= Entries provided =
_ _ _ _ _ _ _

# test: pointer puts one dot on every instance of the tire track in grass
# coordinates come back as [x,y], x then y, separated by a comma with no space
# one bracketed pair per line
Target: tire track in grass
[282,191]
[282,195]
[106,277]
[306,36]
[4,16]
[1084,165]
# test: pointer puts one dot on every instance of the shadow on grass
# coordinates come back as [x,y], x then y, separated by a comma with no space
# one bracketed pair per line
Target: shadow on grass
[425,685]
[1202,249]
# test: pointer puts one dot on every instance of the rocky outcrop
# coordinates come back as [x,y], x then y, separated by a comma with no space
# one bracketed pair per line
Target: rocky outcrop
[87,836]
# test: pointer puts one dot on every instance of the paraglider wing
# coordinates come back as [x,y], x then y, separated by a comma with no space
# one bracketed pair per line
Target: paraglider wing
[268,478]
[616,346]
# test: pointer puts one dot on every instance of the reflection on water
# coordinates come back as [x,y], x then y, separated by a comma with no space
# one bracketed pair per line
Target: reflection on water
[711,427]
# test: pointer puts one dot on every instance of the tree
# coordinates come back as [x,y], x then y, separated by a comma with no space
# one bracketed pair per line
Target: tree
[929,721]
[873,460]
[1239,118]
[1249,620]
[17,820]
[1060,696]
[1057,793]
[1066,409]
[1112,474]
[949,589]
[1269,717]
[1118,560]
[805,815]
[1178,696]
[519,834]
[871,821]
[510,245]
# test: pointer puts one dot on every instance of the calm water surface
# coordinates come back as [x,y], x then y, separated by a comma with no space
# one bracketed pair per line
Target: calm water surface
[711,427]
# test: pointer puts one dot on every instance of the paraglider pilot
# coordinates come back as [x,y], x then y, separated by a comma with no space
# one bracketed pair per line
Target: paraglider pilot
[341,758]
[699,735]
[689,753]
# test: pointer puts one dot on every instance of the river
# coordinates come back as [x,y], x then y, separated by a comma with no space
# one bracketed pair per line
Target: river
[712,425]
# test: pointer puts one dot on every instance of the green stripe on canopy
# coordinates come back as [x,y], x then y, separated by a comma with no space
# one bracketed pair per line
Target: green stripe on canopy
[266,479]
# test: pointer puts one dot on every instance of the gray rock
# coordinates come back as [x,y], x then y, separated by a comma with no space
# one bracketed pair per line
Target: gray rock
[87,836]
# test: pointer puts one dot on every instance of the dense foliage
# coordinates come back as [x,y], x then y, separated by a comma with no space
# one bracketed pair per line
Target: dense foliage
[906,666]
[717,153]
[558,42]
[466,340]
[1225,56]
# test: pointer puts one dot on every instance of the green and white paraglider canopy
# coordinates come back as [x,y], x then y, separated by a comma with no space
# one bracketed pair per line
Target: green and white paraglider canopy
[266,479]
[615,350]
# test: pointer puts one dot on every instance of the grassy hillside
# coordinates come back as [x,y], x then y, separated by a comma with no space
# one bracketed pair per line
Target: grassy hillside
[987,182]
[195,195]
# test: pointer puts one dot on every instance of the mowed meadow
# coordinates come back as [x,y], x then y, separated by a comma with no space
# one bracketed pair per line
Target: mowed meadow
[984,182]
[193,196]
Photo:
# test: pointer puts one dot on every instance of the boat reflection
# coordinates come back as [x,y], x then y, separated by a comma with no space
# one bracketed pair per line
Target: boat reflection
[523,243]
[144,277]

_ _ _ _ _ _ _

= Task =
Repeat the line containing "the dense foliage" and all subsequent lines through the final line of the data, exactly and with no others.

= Finished task =
# test: pointer puts one dot on every instance of the dense foliage
# coordinates come back as [x,y], x then y, separated by a comma with no space
# one bracketed pair per line
Target: dense foliage
[906,666]
[717,153]
[558,42]
[466,340]
[1225,56]
# test: pointer puts one dot on every instance of the green and white paraglider canopy
# coordinates come back as [x,y], x then y, separated by a comma with no space
# one bracketed pair per line
Target: green and white paraglider canopy
[266,479]
[615,350]
# test: pointer puts one dot on every instance of the grassy hillside
# coordinates come back as [x,y], x then y, separated by a comma with no space
# one bracketed pair per line
Target: grassy hillside
[987,182]
[195,195]
# test: pointer puts one dot on every instance of the mowed meadow
# coordinates come back as [x,y], x then y, separated by a comma with no space
# one bracketed pair per line
Target: mowed meadow
[984,182]
[193,196]
Photo:
# test: pointer puts one dot on every instance of the boat reflection
# coordinates come back as [x,y], x then y, separated by a comma with no space
# one bracketed pair per line
Target: boat reflection
[523,243]
[144,277]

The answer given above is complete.